### AUFGABE
Wie lautet der Satz „In dieser Situation ist es von Vorteil, dass wir nun in vielen Dörfern festangestellte Mitarbeiter haben.“ aus dem Interview über Corona-Tests auf Englisch?

P. Bennet: Es gibt viel Fehlinformation, Aufklärung ist für uns eine wichtige Aufgabe. Unsere Ärzte führen auch Corona-Tests durch. Leute, die ein positives Ergebnis haben, reagieren oft zutiefst schockiert, sind völlig außer sich und weinen, weil sie denken, ihr Leben wäre nun vorbei. Und das selbst dann, wenn sie keine Krankheitssymptome haben. Da besteht dann sehr viel Gesprächsbedarf. Natürlich gab es in den Dörfern, die wir betreuen, auch Erkrankte mit schweren Krankheitsverläufen. Es ist in jedem Fall wichtig, den Patienten mehr sachliche Informationen zu geben und Hilfe anzubieten. Sie müssen wissen, dass unsere Ärzte sie engmaschig betreuen und für sie da sind. In dieser Situation ist es von Vorteil, dass wir nun in vielen Dörfern festangestellte Mitarbeiter haben.
Das ist ja eine neue Entwicklung. Wie kam es dazu?

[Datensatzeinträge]
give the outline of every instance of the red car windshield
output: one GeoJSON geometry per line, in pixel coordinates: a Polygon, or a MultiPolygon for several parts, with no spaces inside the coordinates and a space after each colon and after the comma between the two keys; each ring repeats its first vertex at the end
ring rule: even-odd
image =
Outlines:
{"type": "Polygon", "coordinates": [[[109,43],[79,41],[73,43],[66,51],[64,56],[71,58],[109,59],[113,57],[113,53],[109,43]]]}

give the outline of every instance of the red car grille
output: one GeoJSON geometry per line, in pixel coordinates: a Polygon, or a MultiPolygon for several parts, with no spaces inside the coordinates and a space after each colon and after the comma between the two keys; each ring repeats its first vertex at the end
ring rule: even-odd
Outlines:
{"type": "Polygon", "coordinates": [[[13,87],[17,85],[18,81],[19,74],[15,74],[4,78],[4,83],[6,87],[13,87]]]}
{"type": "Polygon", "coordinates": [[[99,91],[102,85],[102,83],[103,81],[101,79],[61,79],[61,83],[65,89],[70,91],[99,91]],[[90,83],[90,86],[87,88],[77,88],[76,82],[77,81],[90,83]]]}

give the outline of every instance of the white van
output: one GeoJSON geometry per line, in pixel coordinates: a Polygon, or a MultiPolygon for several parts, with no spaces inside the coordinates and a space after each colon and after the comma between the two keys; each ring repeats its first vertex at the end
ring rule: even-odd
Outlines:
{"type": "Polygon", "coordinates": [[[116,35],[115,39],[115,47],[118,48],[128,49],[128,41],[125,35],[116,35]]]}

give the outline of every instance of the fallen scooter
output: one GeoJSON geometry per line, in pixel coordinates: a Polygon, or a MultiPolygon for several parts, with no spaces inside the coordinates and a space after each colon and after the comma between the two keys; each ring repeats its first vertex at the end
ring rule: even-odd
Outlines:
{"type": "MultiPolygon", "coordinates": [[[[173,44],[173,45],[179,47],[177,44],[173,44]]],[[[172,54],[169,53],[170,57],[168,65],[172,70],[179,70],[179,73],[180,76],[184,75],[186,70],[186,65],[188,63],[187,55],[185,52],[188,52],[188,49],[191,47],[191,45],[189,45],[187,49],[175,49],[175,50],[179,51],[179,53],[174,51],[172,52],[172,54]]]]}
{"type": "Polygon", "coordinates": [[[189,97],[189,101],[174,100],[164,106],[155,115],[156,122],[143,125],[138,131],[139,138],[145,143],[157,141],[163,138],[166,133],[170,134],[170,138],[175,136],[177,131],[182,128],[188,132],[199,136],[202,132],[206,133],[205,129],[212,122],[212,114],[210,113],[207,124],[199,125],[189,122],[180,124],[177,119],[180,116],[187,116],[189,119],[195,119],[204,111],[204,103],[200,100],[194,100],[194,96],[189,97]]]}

### ANTWORT
In this situation, it is an advantage that we now have permanently employed staff in many villages.